TASK BRIEF – Pictures do not belong in the output. Reproduce exactly the lines from the start of the records through the line with "point(1276, 694)".

SUPPLIED MATERIAL –
────────

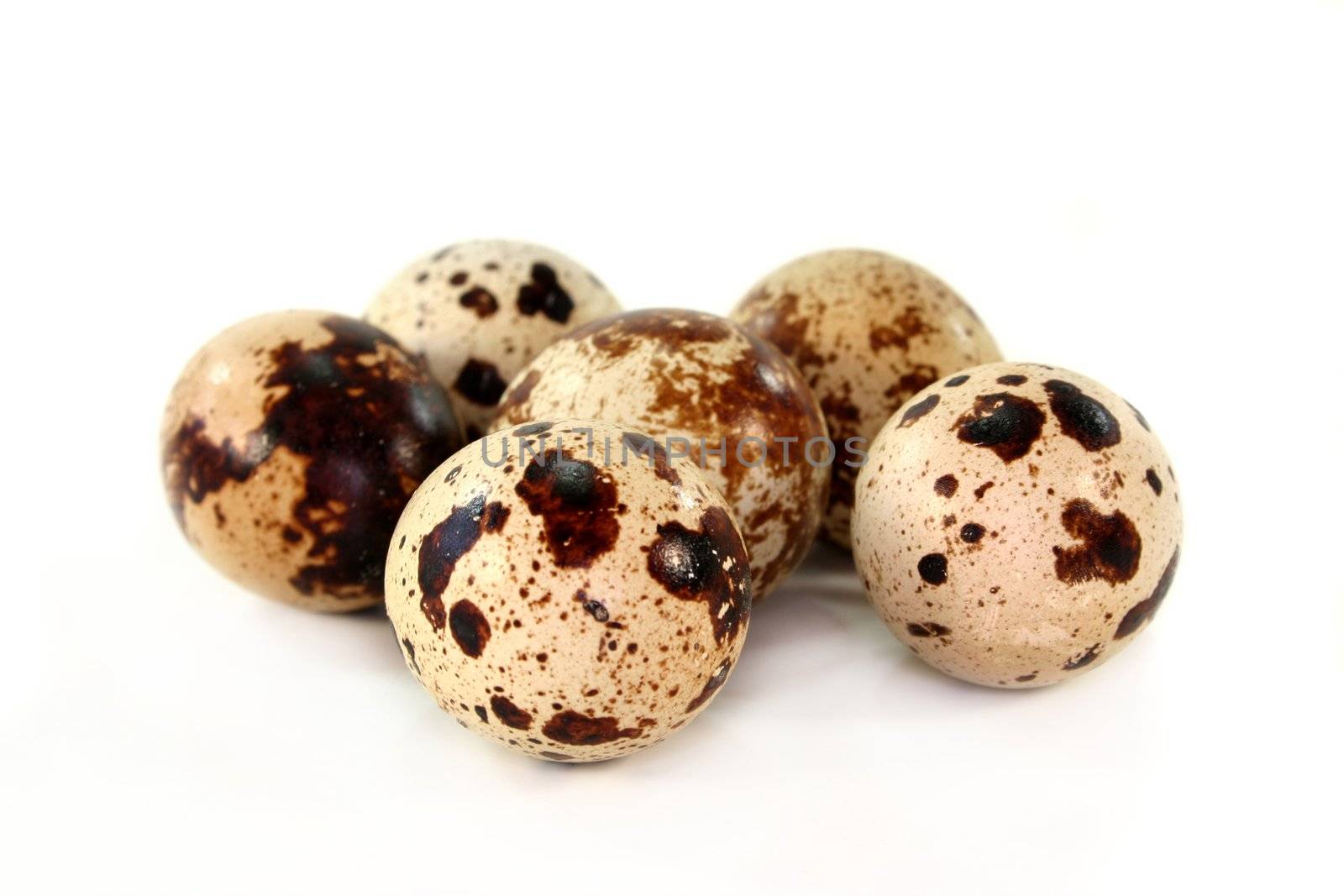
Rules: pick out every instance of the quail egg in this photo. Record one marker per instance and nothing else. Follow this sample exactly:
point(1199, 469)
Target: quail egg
point(701, 385)
point(480, 311)
point(1016, 524)
point(867, 331)
point(564, 598)
point(291, 443)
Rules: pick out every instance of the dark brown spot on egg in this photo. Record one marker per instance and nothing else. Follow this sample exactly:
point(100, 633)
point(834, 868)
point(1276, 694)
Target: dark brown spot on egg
point(1084, 658)
point(447, 543)
point(1110, 546)
point(363, 457)
point(710, 687)
point(706, 564)
point(539, 427)
point(409, 651)
point(1081, 417)
point(1008, 425)
point(480, 383)
point(1144, 610)
point(569, 727)
point(918, 410)
point(480, 300)
point(972, 532)
point(577, 504)
point(543, 293)
point(933, 569)
point(470, 627)
point(595, 609)
point(510, 714)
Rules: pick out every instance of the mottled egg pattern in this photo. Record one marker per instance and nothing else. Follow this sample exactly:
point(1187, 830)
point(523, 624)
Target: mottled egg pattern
point(691, 375)
point(291, 445)
point(564, 604)
point(480, 311)
point(867, 331)
point(1016, 524)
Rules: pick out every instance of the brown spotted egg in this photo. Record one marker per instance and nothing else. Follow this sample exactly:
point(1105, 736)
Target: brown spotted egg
point(291, 445)
point(480, 311)
point(867, 331)
point(703, 385)
point(1016, 524)
point(564, 600)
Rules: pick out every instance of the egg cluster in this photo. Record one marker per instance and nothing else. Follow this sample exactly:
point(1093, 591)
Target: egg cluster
point(569, 511)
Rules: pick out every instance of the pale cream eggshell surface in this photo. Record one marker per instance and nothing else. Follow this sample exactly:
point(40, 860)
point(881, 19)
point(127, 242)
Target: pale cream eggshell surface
point(732, 396)
point(867, 331)
point(480, 311)
point(564, 600)
point(1016, 524)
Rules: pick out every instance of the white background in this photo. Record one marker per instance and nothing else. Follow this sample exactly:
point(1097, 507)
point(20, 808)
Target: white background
point(1151, 195)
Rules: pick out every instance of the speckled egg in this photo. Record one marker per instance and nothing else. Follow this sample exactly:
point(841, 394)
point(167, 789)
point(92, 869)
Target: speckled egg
point(867, 331)
point(291, 445)
point(1016, 524)
point(743, 411)
point(480, 311)
point(564, 602)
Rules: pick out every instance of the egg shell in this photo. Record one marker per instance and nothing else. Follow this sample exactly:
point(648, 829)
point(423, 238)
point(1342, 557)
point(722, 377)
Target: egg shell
point(685, 374)
point(867, 331)
point(291, 443)
point(564, 600)
point(480, 311)
point(1016, 524)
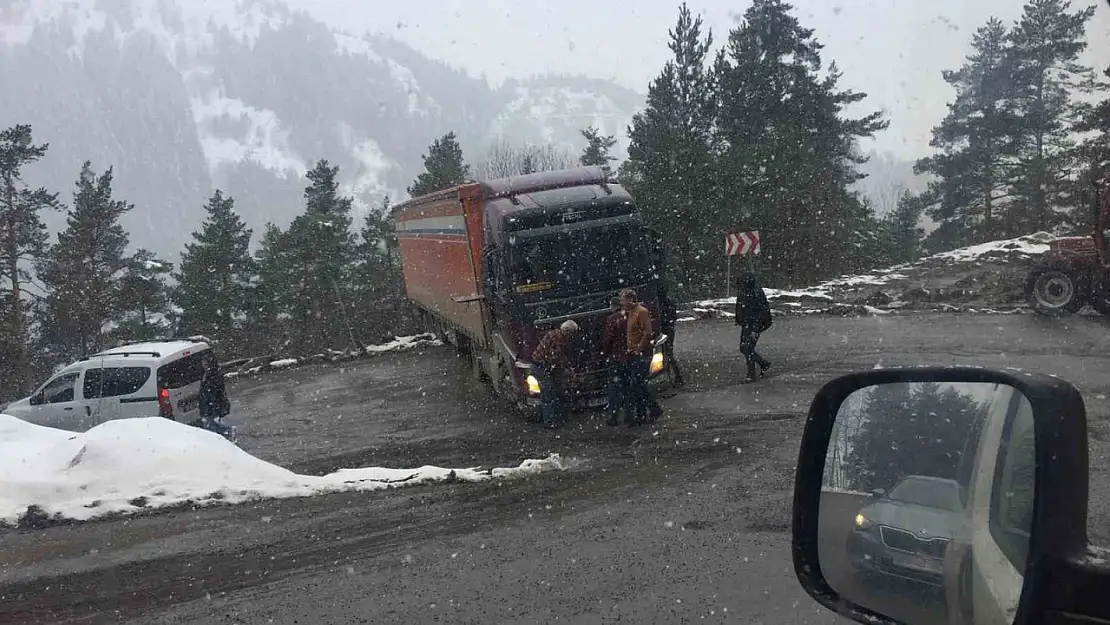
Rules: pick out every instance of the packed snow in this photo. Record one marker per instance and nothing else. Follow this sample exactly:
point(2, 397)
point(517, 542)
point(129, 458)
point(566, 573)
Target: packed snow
point(948, 281)
point(128, 465)
point(251, 366)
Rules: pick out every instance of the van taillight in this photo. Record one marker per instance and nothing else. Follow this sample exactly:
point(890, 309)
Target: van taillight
point(164, 407)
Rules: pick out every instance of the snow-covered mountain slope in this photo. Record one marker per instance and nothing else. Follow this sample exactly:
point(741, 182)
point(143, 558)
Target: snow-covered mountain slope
point(184, 96)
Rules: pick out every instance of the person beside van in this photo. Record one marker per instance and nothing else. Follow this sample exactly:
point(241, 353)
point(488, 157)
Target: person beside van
point(552, 369)
point(668, 319)
point(214, 404)
point(638, 346)
point(753, 315)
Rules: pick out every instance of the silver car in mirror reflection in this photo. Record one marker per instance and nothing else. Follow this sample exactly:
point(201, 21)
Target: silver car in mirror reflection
point(906, 532)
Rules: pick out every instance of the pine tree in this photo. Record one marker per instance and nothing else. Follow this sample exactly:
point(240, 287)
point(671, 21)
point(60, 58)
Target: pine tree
point(670, 159)
point(444, 167)
point(22, 239)
point(791, 155)
point(597, 148)
point(144, 298)
point(976, 145)
point(270, 300)
point(321, 251)
point(379, 289)
point(215, 271)
point(82, 270)
point(1046, 44)
point(1092, 157)
point(901, 231)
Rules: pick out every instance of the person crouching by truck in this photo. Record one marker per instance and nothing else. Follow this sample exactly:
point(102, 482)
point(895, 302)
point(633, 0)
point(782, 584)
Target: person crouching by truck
point(753, 315)
point(615, 352)
point(639, 358)
point(552, 369)
point(668, 318)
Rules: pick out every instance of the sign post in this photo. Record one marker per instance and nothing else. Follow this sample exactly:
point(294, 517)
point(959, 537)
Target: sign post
point(738, 244)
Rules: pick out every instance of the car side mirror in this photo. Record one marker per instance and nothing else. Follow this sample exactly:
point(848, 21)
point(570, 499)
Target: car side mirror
point(984, 517)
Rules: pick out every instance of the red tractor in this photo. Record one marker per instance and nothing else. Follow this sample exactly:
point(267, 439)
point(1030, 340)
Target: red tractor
point(1075, 271)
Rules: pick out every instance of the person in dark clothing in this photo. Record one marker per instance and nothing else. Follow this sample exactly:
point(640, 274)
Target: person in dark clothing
point(553, 369)
point(753, 315)
point(614, 350)
point(213, 399)
point(668, 319)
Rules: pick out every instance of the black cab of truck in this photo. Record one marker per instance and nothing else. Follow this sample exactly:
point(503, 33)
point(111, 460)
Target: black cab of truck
point(558, 252)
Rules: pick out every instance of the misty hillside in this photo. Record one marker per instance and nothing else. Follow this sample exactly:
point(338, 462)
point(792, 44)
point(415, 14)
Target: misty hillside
point(181, 101)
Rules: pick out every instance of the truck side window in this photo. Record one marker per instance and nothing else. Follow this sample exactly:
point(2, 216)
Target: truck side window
point(1011, 499)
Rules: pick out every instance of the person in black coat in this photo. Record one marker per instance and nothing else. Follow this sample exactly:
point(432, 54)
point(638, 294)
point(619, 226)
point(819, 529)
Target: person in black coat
point(213, 401)
point(668, 319)
point(753, 315)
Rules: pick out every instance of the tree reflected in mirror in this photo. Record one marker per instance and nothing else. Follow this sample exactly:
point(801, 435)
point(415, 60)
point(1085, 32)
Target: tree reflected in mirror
point(927, 501)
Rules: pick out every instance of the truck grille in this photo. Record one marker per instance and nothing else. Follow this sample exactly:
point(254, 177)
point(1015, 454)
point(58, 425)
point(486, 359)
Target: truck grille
point(908, 542)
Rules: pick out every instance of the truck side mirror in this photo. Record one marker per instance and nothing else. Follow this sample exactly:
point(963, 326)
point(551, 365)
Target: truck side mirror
point(987, 477)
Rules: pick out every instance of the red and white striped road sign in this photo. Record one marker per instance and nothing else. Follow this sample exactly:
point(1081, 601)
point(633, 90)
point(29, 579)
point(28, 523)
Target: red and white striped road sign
point(742, 243)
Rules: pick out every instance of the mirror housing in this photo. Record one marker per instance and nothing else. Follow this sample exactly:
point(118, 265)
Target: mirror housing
point(1058, 551)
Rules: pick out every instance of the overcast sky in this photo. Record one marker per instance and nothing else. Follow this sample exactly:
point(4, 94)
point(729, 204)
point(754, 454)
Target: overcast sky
point(894, 50)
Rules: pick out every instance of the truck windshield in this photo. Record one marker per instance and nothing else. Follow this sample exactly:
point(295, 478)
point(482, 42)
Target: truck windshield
point(614, 255)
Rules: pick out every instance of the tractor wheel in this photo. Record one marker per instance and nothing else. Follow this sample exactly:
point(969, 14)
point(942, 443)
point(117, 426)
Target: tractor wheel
point(1053, 291)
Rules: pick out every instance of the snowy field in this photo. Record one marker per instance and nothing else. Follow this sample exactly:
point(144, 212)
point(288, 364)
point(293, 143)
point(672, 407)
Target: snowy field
point(129, 465)
point(253, 366)
point(984, 279)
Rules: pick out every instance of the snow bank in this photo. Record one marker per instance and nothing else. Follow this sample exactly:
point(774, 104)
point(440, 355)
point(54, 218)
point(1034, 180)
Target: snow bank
point(402, 343)
point(848, 294)
point(127, 465)
point(1031, 244)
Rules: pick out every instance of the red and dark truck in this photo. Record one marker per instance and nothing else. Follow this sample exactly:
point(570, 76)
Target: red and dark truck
point(493, 265)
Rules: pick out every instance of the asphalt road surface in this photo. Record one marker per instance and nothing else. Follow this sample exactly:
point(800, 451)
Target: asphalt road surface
point(684, 522)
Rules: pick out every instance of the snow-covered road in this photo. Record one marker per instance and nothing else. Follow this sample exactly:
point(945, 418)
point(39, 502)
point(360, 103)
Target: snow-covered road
point(129, 465)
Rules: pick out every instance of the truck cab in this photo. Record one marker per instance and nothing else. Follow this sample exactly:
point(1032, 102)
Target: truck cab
point(493, 265)
point(564, 253)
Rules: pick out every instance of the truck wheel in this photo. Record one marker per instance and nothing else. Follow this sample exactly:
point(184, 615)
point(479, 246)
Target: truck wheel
point(1052, 291)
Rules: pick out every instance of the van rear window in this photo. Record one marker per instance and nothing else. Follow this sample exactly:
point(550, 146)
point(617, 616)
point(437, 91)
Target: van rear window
point(182, 372)
point(112, 382)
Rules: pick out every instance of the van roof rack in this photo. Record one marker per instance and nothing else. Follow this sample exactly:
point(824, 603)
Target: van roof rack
point(124, 354)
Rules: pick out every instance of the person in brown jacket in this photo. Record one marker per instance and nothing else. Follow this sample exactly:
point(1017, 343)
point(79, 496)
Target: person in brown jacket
point(639, 355)
point(615, 351)
point(551, 368)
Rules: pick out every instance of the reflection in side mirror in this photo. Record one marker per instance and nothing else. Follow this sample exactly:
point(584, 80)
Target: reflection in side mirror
point(927, 501)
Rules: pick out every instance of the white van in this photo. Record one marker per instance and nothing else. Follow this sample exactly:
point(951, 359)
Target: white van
point(160, 379)
point(985, 571)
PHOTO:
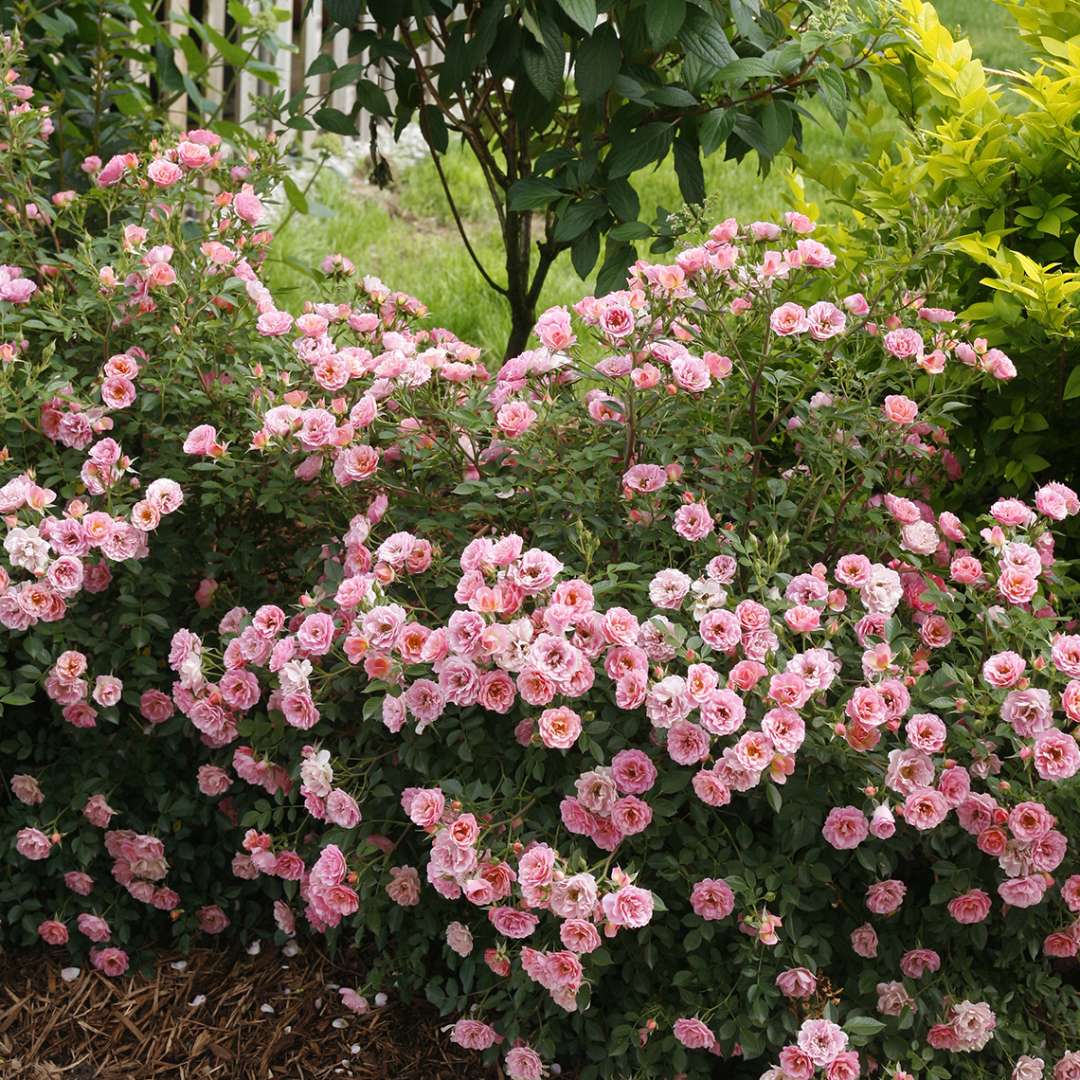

────────

PROBLEM SOLUTION –
Rules: pick out every instance of the quail egg in this photo. Record one marker per instance and nothing else. Follow this sample exactly:
point(1199, 469)
Target: quail egg
point(701, 385)
point(480, 311)
point(1016, 524)
point(867, 331)
point(564, 598)
point(291, 443)
Rules: pick out every instance of the dark brown spot on egg in this photo. Record one marker per instance and nothing else. Follow this sample exactly:
point(100, 633)
point(834, 868)
point(1276, 694)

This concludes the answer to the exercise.